= Brief =
Extend the interview about cleaning up litter across the U.S. past its last line.

OP: How have you managed to align your career with your passion for the outdoors? And do you have any advice for someone who is looking to do the same? 

Lisa Heaton: My goal of traveling to every state in the U.S. to pick up trash has allowed me to explore the world and try to make a difference at the same time. I love sightseeing and going on adventures in the wilderness! It only made sense for me to clean up areas that I am out exploring (it’s the OCD in me)! I feel like everything has a place and our trash does not belong in nature; therefore, I wanted a way to be outdoors while addressing a problem I saw in front of me. For those who are on a similar path, my best advice would be to remain optimistic but also keep in mind that not everyone shares the same passion or mindset that we do. It can be very frustrating and discouraging to see the aftermath of those who litter when I spend all my time trying to clean things up, but we can’t change everyone, and we just have to remember that the battle against litter will not be won over night. I stick to my saying, “One person at a time, one state at a time – we can turn things around and save this beautiful place we all call home.” I may not be able to reach everyone, but I’m hoping to at least raise more awareness to reach those who want to join in and make a difference.

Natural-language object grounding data
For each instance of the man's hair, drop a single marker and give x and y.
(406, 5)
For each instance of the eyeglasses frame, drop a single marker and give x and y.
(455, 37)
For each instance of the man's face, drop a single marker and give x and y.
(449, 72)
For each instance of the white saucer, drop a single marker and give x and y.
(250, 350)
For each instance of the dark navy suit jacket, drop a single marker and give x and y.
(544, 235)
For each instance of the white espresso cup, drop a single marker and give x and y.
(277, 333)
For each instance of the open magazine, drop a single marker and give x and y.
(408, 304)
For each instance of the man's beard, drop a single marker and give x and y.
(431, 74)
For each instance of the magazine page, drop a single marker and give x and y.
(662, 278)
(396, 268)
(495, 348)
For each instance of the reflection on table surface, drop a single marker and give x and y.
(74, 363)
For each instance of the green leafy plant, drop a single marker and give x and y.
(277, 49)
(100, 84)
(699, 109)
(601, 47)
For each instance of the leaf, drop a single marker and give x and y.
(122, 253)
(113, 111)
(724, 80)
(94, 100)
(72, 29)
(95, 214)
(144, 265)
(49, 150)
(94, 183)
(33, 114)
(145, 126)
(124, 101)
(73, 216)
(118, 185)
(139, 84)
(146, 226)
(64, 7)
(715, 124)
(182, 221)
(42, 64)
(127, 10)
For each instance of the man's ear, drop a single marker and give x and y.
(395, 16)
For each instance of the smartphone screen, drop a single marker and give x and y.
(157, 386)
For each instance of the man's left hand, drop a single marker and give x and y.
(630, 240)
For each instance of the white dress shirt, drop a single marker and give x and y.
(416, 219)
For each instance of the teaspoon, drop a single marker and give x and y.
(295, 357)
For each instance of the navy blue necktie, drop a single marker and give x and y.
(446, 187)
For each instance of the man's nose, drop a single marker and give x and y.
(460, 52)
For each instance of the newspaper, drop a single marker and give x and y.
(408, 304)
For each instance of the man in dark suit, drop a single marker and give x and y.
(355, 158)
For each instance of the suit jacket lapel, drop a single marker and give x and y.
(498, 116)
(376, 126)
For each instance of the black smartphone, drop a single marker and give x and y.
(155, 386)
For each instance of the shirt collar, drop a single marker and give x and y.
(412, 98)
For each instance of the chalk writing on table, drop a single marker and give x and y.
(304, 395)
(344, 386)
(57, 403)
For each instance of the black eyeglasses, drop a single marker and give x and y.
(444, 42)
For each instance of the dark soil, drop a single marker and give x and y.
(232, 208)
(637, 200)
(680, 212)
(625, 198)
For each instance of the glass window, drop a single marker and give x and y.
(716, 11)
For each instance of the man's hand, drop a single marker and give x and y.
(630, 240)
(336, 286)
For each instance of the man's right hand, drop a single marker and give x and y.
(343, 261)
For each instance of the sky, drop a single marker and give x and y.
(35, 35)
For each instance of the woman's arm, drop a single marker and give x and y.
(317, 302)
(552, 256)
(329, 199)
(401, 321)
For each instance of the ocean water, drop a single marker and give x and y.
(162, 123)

--

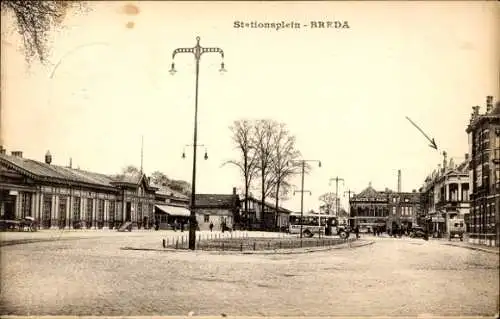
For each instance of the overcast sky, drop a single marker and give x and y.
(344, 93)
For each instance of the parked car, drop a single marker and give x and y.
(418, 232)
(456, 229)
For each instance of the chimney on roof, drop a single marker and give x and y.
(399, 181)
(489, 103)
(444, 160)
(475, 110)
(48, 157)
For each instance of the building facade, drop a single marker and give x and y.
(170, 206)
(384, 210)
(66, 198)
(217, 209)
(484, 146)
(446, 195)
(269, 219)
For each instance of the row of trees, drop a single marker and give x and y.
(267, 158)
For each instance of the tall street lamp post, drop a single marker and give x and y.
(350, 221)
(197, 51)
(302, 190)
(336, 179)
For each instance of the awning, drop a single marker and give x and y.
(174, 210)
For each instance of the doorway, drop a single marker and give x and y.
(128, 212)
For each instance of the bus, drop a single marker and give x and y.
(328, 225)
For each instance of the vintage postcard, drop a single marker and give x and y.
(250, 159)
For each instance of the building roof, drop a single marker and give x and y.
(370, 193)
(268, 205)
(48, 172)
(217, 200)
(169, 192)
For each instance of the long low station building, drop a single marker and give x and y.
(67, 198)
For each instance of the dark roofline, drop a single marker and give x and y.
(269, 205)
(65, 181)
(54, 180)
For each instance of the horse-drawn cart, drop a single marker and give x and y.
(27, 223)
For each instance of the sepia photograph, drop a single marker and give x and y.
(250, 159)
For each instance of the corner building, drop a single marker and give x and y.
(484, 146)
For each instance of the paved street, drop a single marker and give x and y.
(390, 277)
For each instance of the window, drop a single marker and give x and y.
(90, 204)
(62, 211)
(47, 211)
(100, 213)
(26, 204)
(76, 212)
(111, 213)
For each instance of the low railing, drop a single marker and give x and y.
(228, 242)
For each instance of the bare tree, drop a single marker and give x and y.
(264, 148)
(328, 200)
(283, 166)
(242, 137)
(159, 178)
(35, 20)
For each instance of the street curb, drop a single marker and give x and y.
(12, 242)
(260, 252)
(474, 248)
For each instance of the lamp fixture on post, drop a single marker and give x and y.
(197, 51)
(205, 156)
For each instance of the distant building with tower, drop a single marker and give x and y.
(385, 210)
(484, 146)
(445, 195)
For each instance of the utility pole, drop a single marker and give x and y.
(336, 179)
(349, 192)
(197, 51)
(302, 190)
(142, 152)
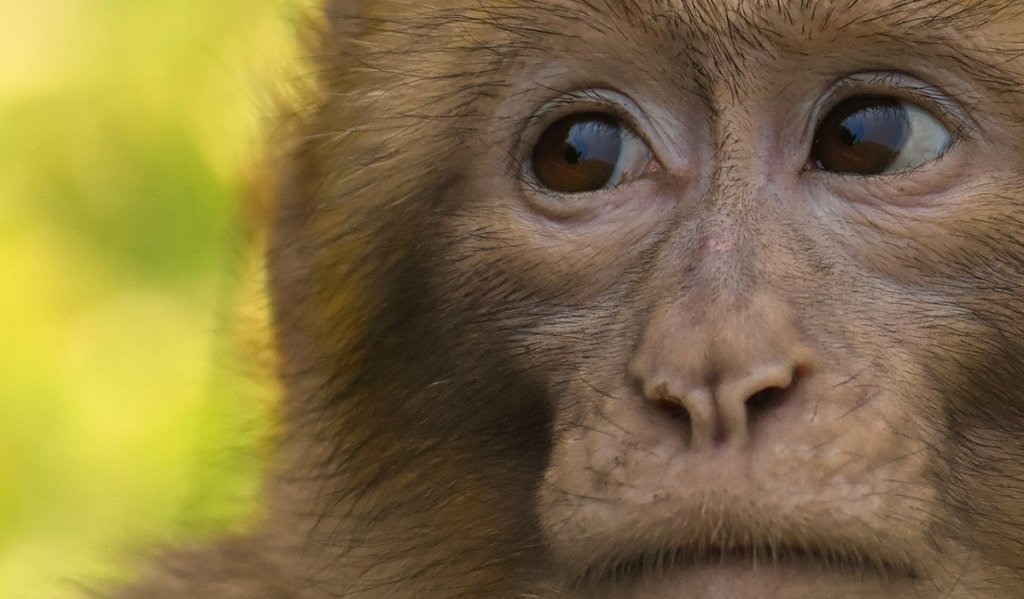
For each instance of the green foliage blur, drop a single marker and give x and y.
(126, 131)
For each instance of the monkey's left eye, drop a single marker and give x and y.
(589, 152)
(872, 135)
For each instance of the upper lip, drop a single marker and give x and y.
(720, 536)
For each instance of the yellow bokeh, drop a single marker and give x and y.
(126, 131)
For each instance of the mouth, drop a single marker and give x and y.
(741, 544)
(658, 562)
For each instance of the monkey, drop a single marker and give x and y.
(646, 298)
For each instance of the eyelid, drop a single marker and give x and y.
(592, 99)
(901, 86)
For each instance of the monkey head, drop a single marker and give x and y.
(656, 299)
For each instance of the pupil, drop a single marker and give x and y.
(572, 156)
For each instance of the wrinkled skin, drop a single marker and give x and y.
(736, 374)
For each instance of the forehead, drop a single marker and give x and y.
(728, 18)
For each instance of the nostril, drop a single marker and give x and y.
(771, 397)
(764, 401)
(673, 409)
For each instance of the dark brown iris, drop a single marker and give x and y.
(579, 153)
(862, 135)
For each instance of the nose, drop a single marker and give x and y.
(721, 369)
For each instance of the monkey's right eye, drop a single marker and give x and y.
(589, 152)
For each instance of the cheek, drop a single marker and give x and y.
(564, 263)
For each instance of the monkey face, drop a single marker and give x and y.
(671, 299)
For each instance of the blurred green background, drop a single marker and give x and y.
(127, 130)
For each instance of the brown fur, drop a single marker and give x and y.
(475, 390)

= Task answer =
OP: We are seeing a shift in what the term woman or female might bring to mind (LGBTQ), both in the outdoor community and throughout the world. What does being a woman mean to you? Femininity?

Lisa Heaton: To me, being a woman simply means being comfortable in your own skin and being true to whom you are. Growing up, I was the true definition of a tomboy, so I typically had more guy friends than girl friends and would rather have my face covered in dirt than with makeup. I was always thought of as being “one of the guys” simply because my interests were more aligned with the stereotypical male activities, which made me feel as though I had to dress and act like one of the guys to fit in. However, as I got older, I found that I have infinite interests, which made me realize that realistically I was capable of doing anything the boys could do regardless of my appearance. I’ve always had the mentality that “if you can do it, so can I.” It became evident that no matter what I look like, what I’m wearing, or what setting I am in - I can confidently insert myself into any group of men or women simply by being myself. In short, I don’t see a difference to the meaning of a man versus a woman being in the outdoors.  To me it doesn’t matter if I’m around either gender, as every stereotype or individual can fit in and be accepted in the outdoor community

OP: What mantra or set of words do you live by?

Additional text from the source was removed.